## Instructions for the task
Format the material from its first line through the line containing "column 545, row 207", both included, as a JSON list of strings, one string per line and blank lines omitted.

## Task material
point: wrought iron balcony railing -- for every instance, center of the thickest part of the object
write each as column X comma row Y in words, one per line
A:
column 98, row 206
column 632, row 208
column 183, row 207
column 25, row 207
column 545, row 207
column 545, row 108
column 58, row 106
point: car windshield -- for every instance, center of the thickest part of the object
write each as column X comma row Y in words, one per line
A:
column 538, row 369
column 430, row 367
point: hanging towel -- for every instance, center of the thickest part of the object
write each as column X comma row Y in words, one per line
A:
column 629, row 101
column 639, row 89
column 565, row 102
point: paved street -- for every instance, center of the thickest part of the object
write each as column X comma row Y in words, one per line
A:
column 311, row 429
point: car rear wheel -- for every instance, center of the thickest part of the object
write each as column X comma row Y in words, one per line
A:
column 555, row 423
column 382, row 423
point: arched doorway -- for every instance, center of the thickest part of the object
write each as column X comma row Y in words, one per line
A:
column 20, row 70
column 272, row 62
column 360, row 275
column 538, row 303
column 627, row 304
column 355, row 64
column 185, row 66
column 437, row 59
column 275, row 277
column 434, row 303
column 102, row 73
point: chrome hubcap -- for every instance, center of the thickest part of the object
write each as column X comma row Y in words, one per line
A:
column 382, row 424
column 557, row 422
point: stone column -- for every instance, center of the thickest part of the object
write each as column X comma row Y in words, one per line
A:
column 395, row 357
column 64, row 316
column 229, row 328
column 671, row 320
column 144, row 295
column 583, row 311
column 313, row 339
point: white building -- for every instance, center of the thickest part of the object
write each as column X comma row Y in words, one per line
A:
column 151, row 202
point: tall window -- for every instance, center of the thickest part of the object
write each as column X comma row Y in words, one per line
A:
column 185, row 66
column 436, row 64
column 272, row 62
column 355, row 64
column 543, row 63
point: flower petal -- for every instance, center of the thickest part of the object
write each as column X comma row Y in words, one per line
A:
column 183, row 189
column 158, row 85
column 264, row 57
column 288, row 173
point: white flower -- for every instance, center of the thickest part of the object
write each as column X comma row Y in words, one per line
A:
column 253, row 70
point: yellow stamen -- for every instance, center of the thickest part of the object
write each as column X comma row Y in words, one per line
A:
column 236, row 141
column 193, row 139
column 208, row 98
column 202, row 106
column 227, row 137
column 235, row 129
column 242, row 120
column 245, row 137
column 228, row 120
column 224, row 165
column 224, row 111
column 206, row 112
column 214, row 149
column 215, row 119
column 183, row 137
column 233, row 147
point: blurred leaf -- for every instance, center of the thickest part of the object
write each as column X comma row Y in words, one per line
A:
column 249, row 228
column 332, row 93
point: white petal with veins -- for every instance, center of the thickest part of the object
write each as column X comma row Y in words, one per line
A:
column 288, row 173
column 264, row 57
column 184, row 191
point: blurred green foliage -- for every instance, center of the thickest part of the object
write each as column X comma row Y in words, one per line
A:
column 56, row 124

## The result
[
  "point: wrought iron balcony railing -- for every instance, center of the thickest part of the object",
  "write each as column X comma row Y in words, one per line",
  "A:",
  "column 98, row 206",
  "column 632, row 208",
  "column 183, row 207",
  "column 25, row 207",
  "column 545, row 207"
]